BEGIN MATERIAL PROVIDED

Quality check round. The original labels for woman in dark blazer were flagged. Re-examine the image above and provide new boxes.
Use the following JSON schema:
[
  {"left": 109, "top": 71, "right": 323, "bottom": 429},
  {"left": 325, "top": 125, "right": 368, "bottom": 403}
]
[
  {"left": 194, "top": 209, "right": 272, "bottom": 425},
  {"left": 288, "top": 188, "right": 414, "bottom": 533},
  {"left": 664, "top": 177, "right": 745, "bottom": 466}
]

END MATERIAL PROVIDED

EXERCISE BRIEF -> Reproduce the data above verbatim, preserving every line without alteration.

SOLUTION ->
Quality check round. The original labels for woman in dark blazer were flagged. Re-examine the image above and provide new boxes.
Use the following JSON schema:
[
  {"left": 109, "top": 71, "right": 323, "bottom": 429},
  {"left": 325, "top": 125, "right": 368, "bottom": 403}
]
[
  {"left": 194, "top": 209, "right": 272, "bottom": 425},
  {"left": 288, "top": 188, "right": 414, "bottom": 533},
  {"left": 664, "top": 177, "right": 745, "bottom": 466}
]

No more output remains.